DIE AUFGABE: Skaliere die Koordinatenwerte in den Zeilen vom Anfang bis einschließlich der Zeile mit „x=132, y=265“ mit dem Faktor 2, runde sie auf ganze Zahlen (Hälften nach oben) und gib nur diese Zeilen vollständig wieder. Lass die Bilder dabei weg.

Einträge aus einem Datensatz
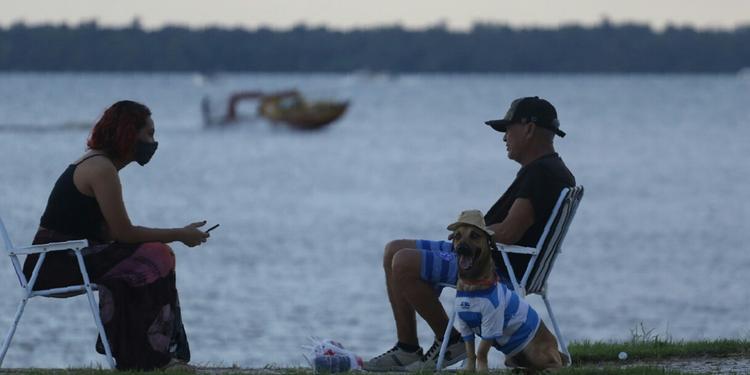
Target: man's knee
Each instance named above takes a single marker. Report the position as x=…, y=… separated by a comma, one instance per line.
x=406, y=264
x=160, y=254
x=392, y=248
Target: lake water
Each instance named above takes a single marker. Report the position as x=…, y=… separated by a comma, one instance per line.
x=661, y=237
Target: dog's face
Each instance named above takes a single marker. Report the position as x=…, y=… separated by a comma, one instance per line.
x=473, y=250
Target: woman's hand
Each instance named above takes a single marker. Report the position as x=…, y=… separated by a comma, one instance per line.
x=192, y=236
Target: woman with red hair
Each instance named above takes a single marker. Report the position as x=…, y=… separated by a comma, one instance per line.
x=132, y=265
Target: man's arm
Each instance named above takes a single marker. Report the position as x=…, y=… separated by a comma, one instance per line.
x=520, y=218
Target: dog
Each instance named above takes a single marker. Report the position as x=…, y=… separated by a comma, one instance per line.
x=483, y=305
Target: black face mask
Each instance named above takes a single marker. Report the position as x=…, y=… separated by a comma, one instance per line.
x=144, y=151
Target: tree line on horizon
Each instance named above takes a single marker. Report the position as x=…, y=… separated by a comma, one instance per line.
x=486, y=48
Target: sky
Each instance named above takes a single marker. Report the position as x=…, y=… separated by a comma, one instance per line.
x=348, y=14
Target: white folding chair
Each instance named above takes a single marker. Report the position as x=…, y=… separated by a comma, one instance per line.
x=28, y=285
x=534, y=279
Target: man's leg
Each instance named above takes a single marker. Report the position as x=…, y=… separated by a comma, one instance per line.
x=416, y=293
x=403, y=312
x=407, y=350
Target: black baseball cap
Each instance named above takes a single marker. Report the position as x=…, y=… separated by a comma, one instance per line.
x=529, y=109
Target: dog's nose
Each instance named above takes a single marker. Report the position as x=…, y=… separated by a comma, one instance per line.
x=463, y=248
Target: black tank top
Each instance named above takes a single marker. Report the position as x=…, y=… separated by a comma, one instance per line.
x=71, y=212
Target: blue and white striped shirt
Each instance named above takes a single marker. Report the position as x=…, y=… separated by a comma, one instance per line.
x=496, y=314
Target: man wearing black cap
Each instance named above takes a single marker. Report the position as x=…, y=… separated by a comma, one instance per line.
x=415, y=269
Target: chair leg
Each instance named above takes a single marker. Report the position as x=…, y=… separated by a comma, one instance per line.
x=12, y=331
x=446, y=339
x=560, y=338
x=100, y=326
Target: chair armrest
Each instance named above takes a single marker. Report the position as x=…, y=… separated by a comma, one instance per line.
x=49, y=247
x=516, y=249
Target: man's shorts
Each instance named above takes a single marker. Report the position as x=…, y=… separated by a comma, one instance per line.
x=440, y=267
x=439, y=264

SCHRIFTLICHE ANTWORT:
Target: man's knee
Each instance named above takes a single marker. Report the position as x=…, y=… separated by a comma, one instance per line.
x=812, y=528
x=320, y=508
x=784, y=496
Target: lake water
Each instance named above takes a single marker. Report the position as x=…, y=… separated by a comma, one instance per line.
x=1322, y=474
Target: dog's face
Each instance named above takes a single marker. Report the position as x=…, y=… separated by a comma, one instance per line.
x=946, y=500
Target: woman's hand
Each instance named above takes a single marker. Report the position as x=…, y=… separated by a comma, one instance per line.
x=384, y=472
Target: woman with red hair
Each instance named above takes a single marker. Report the position as x=…, y=… separated by a comma, one instance per line.
x=264, y=530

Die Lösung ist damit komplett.